▶ **PASSAGE TO READ**:
☆ ☆ ☆ ☆

Opening statements in the trial of Melanie McGuire began Monday, nearly three years after suitcases full of body parts washed up along Chesapeake Bay in Virginia.
“She planned for her husband to disappear, and disappear he did,” Assistant Attorney General Patricia Prezioso said.
McGuire, 34, a mother of two, is charged with first-degree murder in the April 2004 killing of her husband, 39-year-old state computer analyst William T. McGuire. She maintains her innocence and has remained free on $2.1 million bail.
Prosecutors allege William McGuire was drugged with a sedative, shot in the head and chest, cut into pieces in the couple’s apartment and put into three suitcases that were thrown into the bay.
McGuire’s lawyer, Stephen Turano, said William McGuire had a gambling problem that constantly drew him to Atlantic City and could have led him to borrow money from the wrong people.
“Ms. McGuire did not murder her husband.... She did not dismember her husband. And she doesn’t know who did,” Turano told the jury.
Allegedly researched murder methods
Prezioso said McGuire planned her husband’s slaying by going on the Internet to search information on state gun laws, ways to commit murder and pesticides that can be used as poisons.
The prosecutor also highlighted the affair the defendant had been having with a doctor at the fertility clinic where she worked, and Melanie McGuire’s purchase of a gun in Easton, Pa., days before the slaying.
Turano said the prosecution’s case focused on his client from the very beginning despite evidence leading in other directions and a lack of motive and physical evidence.
Turano said McGuire cooperated with authorities throughout the investigation. He sought to portray his client as the victim in her marriage, a woman who was preparing to leave her husband, obtained a restraining order against him shortly after he disappeared and who was looking for an apartment of her own.

☆ ☆ ☆ ☆

[Stored entries]
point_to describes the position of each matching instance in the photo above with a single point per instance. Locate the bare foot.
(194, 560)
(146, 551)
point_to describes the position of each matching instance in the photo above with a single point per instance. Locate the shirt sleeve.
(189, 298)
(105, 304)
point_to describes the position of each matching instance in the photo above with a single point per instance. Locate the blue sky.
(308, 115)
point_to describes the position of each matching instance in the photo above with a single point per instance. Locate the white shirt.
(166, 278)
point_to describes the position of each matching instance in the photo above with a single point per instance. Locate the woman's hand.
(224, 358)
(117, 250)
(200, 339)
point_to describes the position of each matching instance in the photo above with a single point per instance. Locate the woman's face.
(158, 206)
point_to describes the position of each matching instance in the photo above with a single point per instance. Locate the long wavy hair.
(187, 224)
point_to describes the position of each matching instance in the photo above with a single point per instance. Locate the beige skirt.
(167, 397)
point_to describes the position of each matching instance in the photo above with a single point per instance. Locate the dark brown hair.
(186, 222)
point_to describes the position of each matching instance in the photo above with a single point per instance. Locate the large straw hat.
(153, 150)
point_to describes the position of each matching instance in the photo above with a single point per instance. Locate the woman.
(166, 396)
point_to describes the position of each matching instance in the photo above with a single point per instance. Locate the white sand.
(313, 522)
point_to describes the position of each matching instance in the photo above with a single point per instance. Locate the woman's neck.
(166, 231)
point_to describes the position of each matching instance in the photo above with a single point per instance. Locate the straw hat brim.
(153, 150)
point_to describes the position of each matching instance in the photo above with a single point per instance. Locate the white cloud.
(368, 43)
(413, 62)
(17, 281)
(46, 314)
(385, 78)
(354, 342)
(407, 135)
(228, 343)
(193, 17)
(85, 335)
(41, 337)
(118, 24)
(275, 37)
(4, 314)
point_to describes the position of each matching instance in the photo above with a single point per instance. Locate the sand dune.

☆ ☆ ☆ ☆

▶ **WORK REQUEST A**: According to the trial article, where did Melanie McGuire buy a gun days before the slaying?
▶ **WORK REQUEST B**: Print the portion of the trial article between "The prosecutor also" and "before the slaying.", inclusive.
▶ **WORK REQUEST C**: Summarize the trial article in two sentences.
These entries have nothing to do with the trial article.

▶ **RESPONSE BOX A**: In Easton, Pa.

▶ **RESPONSE BOX B**:
The prosecutor also highlighted the affair the defendant had been having with a doctor at the fertility clinic where she worked, and Melanie McGuire’s purchase of a gun in Easton, Pa., days before the slaying.

▶ **RESPONSE BOX C**: Opening statements began in the first-degree murder trial of Melanie McGuire, whom prosecutors accuse of drugging and shooting her husband, William T. McGuire, and then dismembering him and throwing his remains into Chesapeake Bay in three suitcases. The prosecutor pointed to her Internet searches on murder methods, an affair and a gun purchase, while her lawyer said she did not kill her husband and suggested his gambling problem could have led him to borrow money from the wrong people.